## START Material provided
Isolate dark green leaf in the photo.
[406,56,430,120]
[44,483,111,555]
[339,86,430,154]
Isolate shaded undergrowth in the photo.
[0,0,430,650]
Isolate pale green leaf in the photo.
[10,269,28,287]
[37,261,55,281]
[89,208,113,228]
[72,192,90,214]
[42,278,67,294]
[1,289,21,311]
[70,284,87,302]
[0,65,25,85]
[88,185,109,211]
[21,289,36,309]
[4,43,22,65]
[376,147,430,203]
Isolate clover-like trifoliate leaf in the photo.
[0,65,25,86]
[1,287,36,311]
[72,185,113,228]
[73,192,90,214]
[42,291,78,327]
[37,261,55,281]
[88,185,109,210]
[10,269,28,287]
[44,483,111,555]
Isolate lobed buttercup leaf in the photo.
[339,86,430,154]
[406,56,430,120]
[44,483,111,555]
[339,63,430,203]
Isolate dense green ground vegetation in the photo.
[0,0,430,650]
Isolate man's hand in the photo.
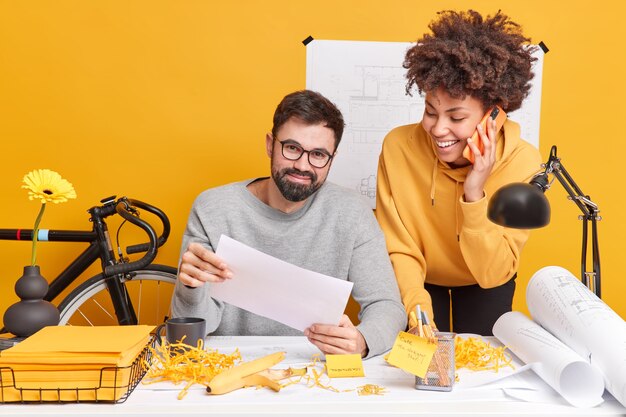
## END Material provided
▶ **Written task**
Copy every one of the entries above word for word, and omit the picture from your copy.

▶ **Reply**
Isolate dark green leaf in the photo.
[406,56,430,120]
[44,483,111,555]
[339,86,430,154]
Isolate shaded undergrowth in the photo.
[0,0,430,650]
Isolate pale green leaf in the photo.
[10,269,28,287]
[37,261,55,281]
[89,208,113,228]
[72,192,90,214]
[42,278,67,294]
[1,289,21,311]
[70,284,87,302]
[0,65,25,85]
[88,185,109,211]
[21,289,36,309]
[4,43,22,65]
[376,147,430,203]
Isolate clover-like trifoliate leaf in the photo.
[0,65,25,86]
[1,287,36,311]
[72,185,113,228]
[73,192,90,214]
[42,291,78,327]
[37,261,55,281]
[88,185,109,210]
[10,269,28,287]
[44,483,111,555]
Isolate lobed buttercup leaf in the photo.
[339,86,430,154]
[406,56,430,120]
[44,483,111,555]
[339,63,430,203]
Isolate dense green ground vegetation in the photo.
[0,0,430,650]
Isolate man's hand in the photo.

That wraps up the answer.